=== Bloco de texto ===
===

Na busca por uma solução para tais problemas é que, já na década de 70, juristas de todo o mundo, com destaque para os processualistas Mauro Cappelletti e Bryant Garth, passaram a se empenhar na árdua tarefa de identificar quais eram os motivos que levavam os processos judiciais a se apresentar com custos tão elevados e decisões muitas vezes ineficazes, até em razão mesmo do excessivo tempo das demandas, provocando na sociedade o completo descrédito na função atividade de prestação jurisdicional do Estado.
Foi nesta década que se retomou a discussão acerca de questões que diziam respeito ao acesso pleno à Justiça que, como foi bem colocado pelos professores Mauro Cappelletti e Bryant Garth[6] não é um tema fácil de ser definido:
“A expressão ‘acesso à Justiça’ é reconhecidamente de difícil definição, mas serve para determinar duas finalidades básicas do sistema jurídico, o sistema pelo qual as pessoas podem reivindicar seus direitos e/ou resolver seus litígios sob os auspícios do Estado. Primeiro, o sistema deve ser igualmente acessível a todos; segundo, ele deve produzir resultados que sejam individualmente e socialmente justos.”
Neste contexto, pela lição dos ilustres professores, apesar do acesso à justiça ser um tema complicado, difícil de ser definido, poderia ser resumido como um sistema pelo qual o cidadão pudesse resolver seus litígios sob os auspícios do Estado.
No Brasil, impulsionados por estas lições, diversos doutrinadores também começaram a debater este tema de forma muito intensa, sendo que inúmeras tentativas de sistematização conceitual foram levadas adiante na busca pela compreensão científica das diversas formas que o referido direito pode apresentar.
Na definição do professor Carreira Alvim[7] o acesso à justiça:
“Compreende o acesso aos órgãos encarregados de ministrá-la, instrumentalizados de acordo com a nossa geografia social, e também um sistema processual adequado à veiculação das demandas, com procedimentos compatíveis com a cultura nacional, bem assim com a representação (em juízo) a cargo das próprias partes, nas ações individuais, e de entes exponenciais, nas ações coletivas, com assistência judiciária aos necessitados, e um sistema recursal que não transforme o processo numa busca interminável de justiça, tornando o direito da parte mais um fato virtual do que uma realidade social.”

===

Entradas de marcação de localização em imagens
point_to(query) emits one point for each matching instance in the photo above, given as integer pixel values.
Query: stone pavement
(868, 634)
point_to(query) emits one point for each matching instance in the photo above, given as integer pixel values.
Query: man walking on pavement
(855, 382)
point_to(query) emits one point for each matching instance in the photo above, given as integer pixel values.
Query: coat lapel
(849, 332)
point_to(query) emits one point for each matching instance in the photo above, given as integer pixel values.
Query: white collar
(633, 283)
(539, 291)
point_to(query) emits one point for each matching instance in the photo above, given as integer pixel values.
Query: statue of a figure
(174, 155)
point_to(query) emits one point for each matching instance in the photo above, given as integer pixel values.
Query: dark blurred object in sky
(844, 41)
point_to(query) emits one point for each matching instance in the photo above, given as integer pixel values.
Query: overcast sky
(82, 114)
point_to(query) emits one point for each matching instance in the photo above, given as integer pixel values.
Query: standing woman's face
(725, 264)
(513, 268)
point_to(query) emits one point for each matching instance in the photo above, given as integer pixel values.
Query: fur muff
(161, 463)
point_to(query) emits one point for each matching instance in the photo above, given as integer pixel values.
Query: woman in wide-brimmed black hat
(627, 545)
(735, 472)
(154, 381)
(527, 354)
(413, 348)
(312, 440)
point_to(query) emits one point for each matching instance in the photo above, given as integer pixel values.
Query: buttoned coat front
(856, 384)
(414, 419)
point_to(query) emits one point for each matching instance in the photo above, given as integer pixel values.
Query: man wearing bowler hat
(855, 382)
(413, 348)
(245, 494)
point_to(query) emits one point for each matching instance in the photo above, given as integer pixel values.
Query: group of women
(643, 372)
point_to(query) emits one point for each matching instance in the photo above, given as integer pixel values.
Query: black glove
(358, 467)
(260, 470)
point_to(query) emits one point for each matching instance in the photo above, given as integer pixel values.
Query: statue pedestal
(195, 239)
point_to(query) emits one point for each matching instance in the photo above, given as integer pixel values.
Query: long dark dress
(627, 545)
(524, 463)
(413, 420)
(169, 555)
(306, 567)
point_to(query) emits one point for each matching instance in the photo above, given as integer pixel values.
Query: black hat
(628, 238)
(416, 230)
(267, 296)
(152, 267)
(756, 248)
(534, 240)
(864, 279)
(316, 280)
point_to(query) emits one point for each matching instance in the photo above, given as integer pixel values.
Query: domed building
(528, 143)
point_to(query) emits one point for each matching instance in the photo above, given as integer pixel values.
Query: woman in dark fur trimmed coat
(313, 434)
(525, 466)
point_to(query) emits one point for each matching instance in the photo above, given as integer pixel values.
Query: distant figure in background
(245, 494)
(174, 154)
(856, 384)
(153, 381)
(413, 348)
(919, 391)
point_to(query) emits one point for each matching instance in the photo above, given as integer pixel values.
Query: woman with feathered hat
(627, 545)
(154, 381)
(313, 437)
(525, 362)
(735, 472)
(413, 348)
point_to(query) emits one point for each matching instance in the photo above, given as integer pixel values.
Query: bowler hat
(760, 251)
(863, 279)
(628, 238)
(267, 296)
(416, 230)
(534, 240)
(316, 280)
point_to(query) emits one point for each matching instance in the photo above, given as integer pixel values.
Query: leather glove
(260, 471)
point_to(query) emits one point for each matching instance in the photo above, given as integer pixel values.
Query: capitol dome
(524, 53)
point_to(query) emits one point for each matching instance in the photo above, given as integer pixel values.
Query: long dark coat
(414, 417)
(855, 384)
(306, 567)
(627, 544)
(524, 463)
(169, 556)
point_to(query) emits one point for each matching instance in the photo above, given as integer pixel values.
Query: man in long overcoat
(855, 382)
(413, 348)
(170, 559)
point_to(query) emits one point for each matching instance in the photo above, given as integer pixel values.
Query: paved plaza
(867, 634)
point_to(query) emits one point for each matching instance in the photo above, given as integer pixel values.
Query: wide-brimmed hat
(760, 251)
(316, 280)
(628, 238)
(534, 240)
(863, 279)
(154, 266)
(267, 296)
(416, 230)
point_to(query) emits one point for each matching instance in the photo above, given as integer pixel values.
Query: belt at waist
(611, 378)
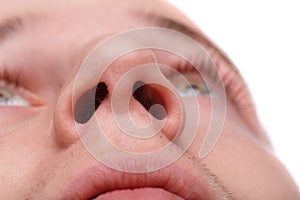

===

=== Tarefas ===
**1)** Segundo o texto sobre acesso à justiça, por que a sociedade passou a desacreditar da atividade de prestação jurisdicional do Estado? Responda em uma a três frases.
**2)** Prossiga com o texto sobre acesso à justiça, começando logo depois da citação de Carreira Alvim.
Os registros não são necessários para esta atividade.

=== Respostas por tarefa ===
**1)** Os processos judiciais tinham custos muito elevados. Além disso, suas decisões muitas vezes eram ineficazes, inclusive por causa do tempo excessivo das demandas.

**2)**
Se o tema acesso à justiça é alvo de muitos estudos e de difícil conceituação, é necessário ainda fazer uma distinção entre o direito de buscar a tutela jurisdicional do Estado e o direito à ordem jurídica justa, pois apesar de serem coisas distintas, muitas vezes são confundidas.
Ainda com relação a este tema é imprescindível fazer esta separação, pois nem todo cidadão que tem o direito de acesso à justiça, receberá uma tutela jurisdicional efetiva.
Sobre esta diferenciação o professor Horacio W. Rodrigues, citado por Carreira Alvim[8] ensinou que:
“O primeiro, atribuindo ao significante justiça o mesmo sentido e conteúdo que poder Judiciário, torna sinônimas as expressões acesso à Justiça e Poder Judiciário; o segundo, partindo de uma visão axiológica da expressão Justiça, compreende o acesso a ela como o acesso a uma determinada ordem de valores e direitos fundamentais para o ser humano. E conclui que esse último, por ser mais amplo, engloba no seu significado o primeiro.”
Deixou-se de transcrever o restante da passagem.